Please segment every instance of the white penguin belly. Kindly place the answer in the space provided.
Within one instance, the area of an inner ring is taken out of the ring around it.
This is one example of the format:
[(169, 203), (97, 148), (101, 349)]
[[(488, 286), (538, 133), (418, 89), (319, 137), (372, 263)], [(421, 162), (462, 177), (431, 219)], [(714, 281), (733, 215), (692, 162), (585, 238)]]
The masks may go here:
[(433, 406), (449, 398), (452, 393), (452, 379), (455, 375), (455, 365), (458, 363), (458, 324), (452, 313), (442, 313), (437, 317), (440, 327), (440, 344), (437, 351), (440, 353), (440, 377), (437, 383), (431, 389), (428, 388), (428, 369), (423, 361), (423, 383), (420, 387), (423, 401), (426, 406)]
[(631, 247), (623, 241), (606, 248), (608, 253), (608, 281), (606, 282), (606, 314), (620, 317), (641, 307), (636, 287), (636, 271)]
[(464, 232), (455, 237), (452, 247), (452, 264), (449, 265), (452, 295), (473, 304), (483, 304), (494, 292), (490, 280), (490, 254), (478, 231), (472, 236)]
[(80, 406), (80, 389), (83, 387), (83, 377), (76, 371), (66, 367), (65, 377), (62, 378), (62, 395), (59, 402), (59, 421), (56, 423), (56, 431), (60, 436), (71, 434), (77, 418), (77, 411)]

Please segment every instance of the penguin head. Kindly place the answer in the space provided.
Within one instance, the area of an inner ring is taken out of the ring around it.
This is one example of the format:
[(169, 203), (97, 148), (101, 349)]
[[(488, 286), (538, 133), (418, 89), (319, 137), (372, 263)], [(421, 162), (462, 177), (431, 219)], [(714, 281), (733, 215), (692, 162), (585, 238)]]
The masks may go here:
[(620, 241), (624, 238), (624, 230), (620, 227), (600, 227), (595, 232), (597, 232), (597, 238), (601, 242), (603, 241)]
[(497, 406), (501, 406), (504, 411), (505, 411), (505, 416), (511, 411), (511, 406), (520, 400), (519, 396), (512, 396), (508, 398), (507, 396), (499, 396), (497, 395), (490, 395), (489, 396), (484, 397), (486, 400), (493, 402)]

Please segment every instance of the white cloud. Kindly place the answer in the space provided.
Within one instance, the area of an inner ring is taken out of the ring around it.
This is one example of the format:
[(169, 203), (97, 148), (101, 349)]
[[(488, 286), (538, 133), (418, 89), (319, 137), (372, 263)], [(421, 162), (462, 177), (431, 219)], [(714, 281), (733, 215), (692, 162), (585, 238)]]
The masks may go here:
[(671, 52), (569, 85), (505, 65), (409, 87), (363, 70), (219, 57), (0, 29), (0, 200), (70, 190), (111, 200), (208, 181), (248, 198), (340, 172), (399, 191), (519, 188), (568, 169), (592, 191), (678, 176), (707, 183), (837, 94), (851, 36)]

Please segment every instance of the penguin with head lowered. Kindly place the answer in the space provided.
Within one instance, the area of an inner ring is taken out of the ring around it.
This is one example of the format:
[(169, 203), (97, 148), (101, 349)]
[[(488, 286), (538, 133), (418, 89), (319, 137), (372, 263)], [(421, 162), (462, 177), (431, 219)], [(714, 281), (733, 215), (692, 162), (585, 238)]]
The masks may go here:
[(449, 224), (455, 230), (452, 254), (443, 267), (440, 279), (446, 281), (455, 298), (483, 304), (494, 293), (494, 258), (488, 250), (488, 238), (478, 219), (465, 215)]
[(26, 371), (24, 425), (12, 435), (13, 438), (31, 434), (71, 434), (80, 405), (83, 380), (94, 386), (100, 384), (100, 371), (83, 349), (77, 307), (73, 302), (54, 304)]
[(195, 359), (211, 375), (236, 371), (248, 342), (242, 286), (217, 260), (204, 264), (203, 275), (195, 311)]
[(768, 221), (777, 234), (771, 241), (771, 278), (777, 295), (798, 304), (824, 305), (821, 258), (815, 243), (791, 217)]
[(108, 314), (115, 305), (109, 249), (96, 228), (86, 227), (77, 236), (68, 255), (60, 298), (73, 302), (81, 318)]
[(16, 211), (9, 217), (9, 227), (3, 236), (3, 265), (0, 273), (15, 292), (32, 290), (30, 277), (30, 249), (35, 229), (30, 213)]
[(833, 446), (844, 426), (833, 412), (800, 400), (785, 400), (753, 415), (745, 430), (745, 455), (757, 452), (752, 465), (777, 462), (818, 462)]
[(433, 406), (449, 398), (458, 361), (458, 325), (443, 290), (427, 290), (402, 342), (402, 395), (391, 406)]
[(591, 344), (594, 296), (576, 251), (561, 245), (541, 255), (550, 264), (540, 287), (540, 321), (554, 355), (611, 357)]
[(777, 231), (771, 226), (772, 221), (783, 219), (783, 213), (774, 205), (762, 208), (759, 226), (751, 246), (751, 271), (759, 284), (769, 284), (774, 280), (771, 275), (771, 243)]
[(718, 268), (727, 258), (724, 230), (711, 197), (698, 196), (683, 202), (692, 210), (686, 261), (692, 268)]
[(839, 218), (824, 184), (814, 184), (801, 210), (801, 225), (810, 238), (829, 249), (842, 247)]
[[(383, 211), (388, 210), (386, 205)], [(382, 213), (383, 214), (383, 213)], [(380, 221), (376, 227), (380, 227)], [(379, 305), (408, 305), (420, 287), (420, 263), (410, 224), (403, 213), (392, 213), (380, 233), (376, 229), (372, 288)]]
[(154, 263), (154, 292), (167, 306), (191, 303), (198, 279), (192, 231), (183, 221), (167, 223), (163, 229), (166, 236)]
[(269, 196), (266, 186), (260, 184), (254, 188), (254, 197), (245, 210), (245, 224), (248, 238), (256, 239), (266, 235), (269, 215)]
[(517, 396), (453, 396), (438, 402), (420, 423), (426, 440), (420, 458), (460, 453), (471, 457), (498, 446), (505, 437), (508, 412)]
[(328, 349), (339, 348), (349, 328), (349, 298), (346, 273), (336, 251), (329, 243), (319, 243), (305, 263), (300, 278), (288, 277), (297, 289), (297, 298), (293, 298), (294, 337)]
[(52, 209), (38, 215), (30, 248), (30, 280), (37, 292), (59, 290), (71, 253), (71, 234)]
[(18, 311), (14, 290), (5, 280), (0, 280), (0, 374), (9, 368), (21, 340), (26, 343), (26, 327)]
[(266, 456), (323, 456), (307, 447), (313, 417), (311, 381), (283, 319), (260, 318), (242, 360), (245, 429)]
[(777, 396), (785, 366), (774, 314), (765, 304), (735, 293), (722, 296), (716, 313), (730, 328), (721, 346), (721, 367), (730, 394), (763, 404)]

◆ WORK TO COMPLETE
Rewrite all of the records above, replacing every occurrence of "masks" with "polygons" and leaving everything else unchanged.

◆ WRITTEN SOLUTION
Please segment every instance of the white penguin belly. Kindly place the answer in the space provided.
Within one instance, the area of an inner ring is taken out of the ring around it.
This is one example of the format:
[(169, 203), (97, 148), (101, 349)]
[[(488, 286), (538, 133), (418, 89), (319, 137), (372, 263)], [(421, 162), (462, 177), (431, 219)], [(714, 281), (733, 215), (692, 162), (585, 238)]]
The polygons may go here:
[(433, 406), (449, 398), (452, 393), (452, 379), (455, 375), (455, 365), (458, 363), (458, 324), (452, 313), (442, 313), (437, 317), (440, 327), (440, 344), (437, 351), (440, 353), (440, 377), (437, 383), (431, 389), (428, 388), (428, 369), (423, 361), (423, 383), (420, 387), (423, 401), (426, 406)]
[(631, 247), (623, 241), (606, 248), (608, 253), (608, 281), (606, 282), (606, 314), (620, 317), (641, 307), (636, 287), (636, 271)]
[(464, 232), (455, 237), (452, 247), (452, 264), (449, 265), (452, 295), (473, 304), (483, 304), (494, 292), (490, 280), (490, 254), (478, 231), (472, 236)]
[(80, 406), (80, 389), (83, 387), (83, 377), (76, 371), (66, 367), (65, 377), (62, 378), (62, 395), (59, 402), (59, 421), (56, 423), (56, 431), (60, 436), (71, 434), (77, 418), (77, 411)]

Please segment every instance of the penguin head. Kindly place the answer in the space provided.
Within one instance, the area of an inner ring is taken out of the ring around it.
This is one example of the format:
[(169, 203), (97, 148), (101, 349)]
[[(488, 286), (538, 133), (418, 89), (319, 137), (372, 263)], [(421, 162), (462, 177), (431, 219)], [(714, 281), (733, 215), (692, 162), (585, 238)]]
The polygons may go here:
[(620, 241), (624, 238), (624, 230), (620, 227), (600, 227), (595, 232), (597, 232), (597, 238), (601, 242), (603, 241)]
[(497, 406), (501, 406), (504, 411), (505, 411), (505, 416), (511, 411), (511, 406), (520, 400), (519, 396), (512, 396), (508, 398), (507, 396), (499, 396), (497, 395), (490, 395), (489, 396), (484, 397), (486, 400), (493, 402)]

Please segment every instance of the white cloud. Kindly place the answer in the space provided.
Within one instance, the area of an inner ring is taken out of the ring around it.
This is one example of the format:
[(169, 203), (97, 148), (101, 349)]
[[(488, 286), (538, 133), (418, 89), (319, 137), (372, 263)], [(421, 162), (462, 177), (431, 219)], [(714, 281), (733, 215), (692, 162), (585, 238)]]
The polygons may go here:
[(671, 52), (569, 85), (505, 65), (409, 87), (363, 70), (219, 57), (0, 29), (0, 200), (70, 190), (111, 200), (208, 181), (248, 198), (340, 172), (399, 191), (519, 188), (568, 169), (592, 191), (678, 176), (707, 183), (837, 94), (851, 36)]

Please segment every instance of the penguin with head lowered. Kindly place the answer in the space provided.
Within one instance, the area of an inner ring is taken out of the ring around it.
This is one example of the format:
[(169, 203), (97, 148), (101, 349)]
[[(488, 286), (538, 133), (418, 89), (319, 137), (372, 263)], [(421, 162), (462, 177), (431, 219)], [(714, 281), (733, 215), (692, 162), (585, 238)]]
The polygons may go here:
[(449, 224), (455, 230), (452, 254), (443, 267), (440, 279), (446, 281), (455, 298), (483, 304), (494, 293), (494, 258), (488, 250), (488, 238), (478, 219), (465, 215)]
[(26, 371), (24, 425), (12, 435), (13, 438), (31, 434), (71, 434), (80, 405), (83, 380), (94, 386), (100, 384), (100, 371), (83, 349), (77, 307), (73, 302), (54, 304)]
[(195, 359), (211, 375), (236, 371), (248, 342), (242, 286), (217, 260), (204, 264), (203, 275), (195, 311)]
[(768, 221), (777, 234), (771, 241), (771, 278), (777, 295), (798, 304), (824, 305), (821, 258), (815, 243), (791, 217)]
[(108, 314), (115, 305), (109, 249), (96, 228), (86, 227), (77, 236), (68, 255), (60, 298), (73, 302), (81, 318)]
[(16, 211), (9, 217), (9, 227), (3, 236), (3, 265), (0, 273), (15, 292), (32, 290), (30, 277), (30, 249), (35, 229), (30, 213)]
[(833, 446), (844, 426), (833, 412), (800, 400), (785, 400), (753, 415), (745, 430), (745, 455), (757, 452), (752, 465), (777, 462), (818, 462)]
[(433, 406), (449, 398), (458, 361), (458, 325), (443, 290), (427, 290), (402, 342), (402, 395), (391, 406)]
[(591, 344), (594, 296), (576, 251), (561, 245), (541, 255), (550, 264), (540, 287), (540, 321), (554, 355), (611, 357)]
[(777, 231), (771, 226), (772, 221), (783, 219), (783, 213), (774, 205), (762, 208), (759, 226), (751, 246), (751, 271), (759, 284), (769, 284), (774, 280), (771, 275), (771, 243)]
[(718, 268), (727, 258), (724, 230), (711, 197), (698, 196), (683, 202), (692, 210), (686, 261), (692, 268)]
[(839, 218), (824, 184), (814, 184), (801, 210), (801, 225), (810, 238), (829, 249), (842, 247)]
[[(383, 211), (388, 210), (386, 205)], [(382, 213), (383, 214), (383, 213)], [(380, 221), (376, 227), (380, 227)], [(379, 305), (408, 305), (420, 287), (420, 263), (410, 224), (403, 213), (392, 213), (380, 233), (376, 229), (372, 288)]]
[(154, 263), (154, 292), (167, 306), (191, 303), (198, 279), (192, 231), (183, 221), (167, 223), (163, 229), (166, 236)]
[(269, 196), (266, 186), (260, 184), (254, 188), (254, 197), (245, 210), (245, 224), (248, 238), (256, 239), (266, 235), (269, 215)]
[(517, 396), (453, 396), (438, 402), (420, 423), (426, 440), (420, 458), (460, 453), (471, 457), (498, 446), (505, 437), (508, 412)]
[(328, 349), (339, 348), (349, 328), (349, 298), (346, 273), (336, 251), (329, 243), (319, 243), (305, 263), (300, 278), (288, 277), (297, 289), (297, 298), (293, 298), (294, 337)]
[(52, 209), (38, 215), (30, 248), (30, 280), (37, 292), (59, 290), (71, 253), (71, 234)]
[(18, 311), (14, 290), (5, 280), (0, 280), (0, 374), (9, 368), (21, 340), (26, 343), (26, 327)]
[(266, 456), (323, 456), (307, 447), (313, 417), (311, 381), (283, 319), (260, 318), (242, 360), (245, 429)]
[(777, 396), (785, 366), (774, 314), (765, 304), (735, 293), (722, 296), (716, 313), (730, 328), (721, 346), (721, 367), (730, 394), (763, 404)]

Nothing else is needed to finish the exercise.